Dataset records:
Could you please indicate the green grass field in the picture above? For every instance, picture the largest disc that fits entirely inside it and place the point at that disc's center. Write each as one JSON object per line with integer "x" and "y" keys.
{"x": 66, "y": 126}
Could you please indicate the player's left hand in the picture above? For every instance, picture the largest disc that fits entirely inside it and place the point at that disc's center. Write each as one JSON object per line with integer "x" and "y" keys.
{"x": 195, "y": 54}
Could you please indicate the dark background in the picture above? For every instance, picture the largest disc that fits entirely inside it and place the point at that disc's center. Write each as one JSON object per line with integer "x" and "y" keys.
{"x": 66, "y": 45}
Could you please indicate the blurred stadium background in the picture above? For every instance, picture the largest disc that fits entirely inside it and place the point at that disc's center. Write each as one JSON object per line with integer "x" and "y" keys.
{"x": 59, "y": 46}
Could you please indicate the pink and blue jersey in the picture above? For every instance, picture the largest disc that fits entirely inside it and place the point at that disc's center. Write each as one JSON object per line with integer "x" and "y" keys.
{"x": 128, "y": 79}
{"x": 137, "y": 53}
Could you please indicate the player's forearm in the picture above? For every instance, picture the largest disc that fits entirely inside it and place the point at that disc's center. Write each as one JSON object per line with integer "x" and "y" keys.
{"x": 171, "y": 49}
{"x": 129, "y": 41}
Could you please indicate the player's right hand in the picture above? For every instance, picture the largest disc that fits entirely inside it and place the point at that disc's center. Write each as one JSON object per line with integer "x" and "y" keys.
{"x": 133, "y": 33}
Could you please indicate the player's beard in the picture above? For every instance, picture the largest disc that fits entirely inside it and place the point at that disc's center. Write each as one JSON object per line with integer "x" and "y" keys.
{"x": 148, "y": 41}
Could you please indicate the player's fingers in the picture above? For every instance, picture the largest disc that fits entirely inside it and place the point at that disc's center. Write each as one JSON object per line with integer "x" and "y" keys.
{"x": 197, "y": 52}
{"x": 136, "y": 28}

### [GIVEN TASK]
Copy all of the items above line for line, with no changes.

### [EXERCISE OUTPUT]
Could you please indicate the green grass field in the picture above? For every instance, picture the largest disc that fits entirely inside it and place the point at that disc's center. Write each as one JSON object per line with integer "x" and "y" keys.
{"x": 66, "y": 126}
Could you please indicate the player's left hand in the picture above? For every instance, picture the largest disc that fits entirely inside it and place the point at that disc's center. Write each as one JSON object per line with integer "x" and "y" keys.
{"x": 195, "y": 54}
Could you please indicate the dark background in the picture above? For every instance, picture the largest disc that fits entirely inside it and place the point at that disc's center. Write each as one JSON object per line with integer "x" and "y" keys.
{"x": 66, "y": 45}
Could you please indicate the blurred stadium background in the picture above? For every instance, picture the largest disc that fits entirely inside it and place the point at that disc's center. Write each as one JSON object per line with integer "x" and "y" keys.
{"x": 59, "y": 46}
Could you please indicate the pink and blue jersey in the picture above? For every instance, picture the largest disc that fits entirely inside it and place the point at that disc's center. Write each as one JSON object per line with integer "x" and "y" keys.
{"x": 128, "y": 79}
{"x": 137, "y": 53}
Could you please indicate the player's forearm in the picture above? For every instance, picture the largest disc that fits entirely inside it and place the point at that disc's center. Write each as one JSON object per line with integer "x" and "y" keys.
{"x": 171, "y": 49}
{"x": 129, "y": 41}
Could you please indicate the player's right hand in the picture above? For every instance, picture the largest disc that fits entirely inside it and place the point at that disc's center. Write each as one JSON object per line with integer "x" and "y" keys.
{"x": 133, "y": 33}
Could you please indicate the player's beard in the picture above? For every instance, picture the largest disc that fits entirely inside it and place the point at that disc's center. Write each as one JSON object per line with integer "x" and "y" keys.
{"x": 148, "y": 41}
Could you please indicate the player's fingers in the picture above? For every instance, picture the largest disc that fits entirely inside it and place the point at that disc's center. Write each as one JSON object per line with integer "x" and "y" keys.
{"x": 197, "y": 52}
{"x": 136, "y": 28}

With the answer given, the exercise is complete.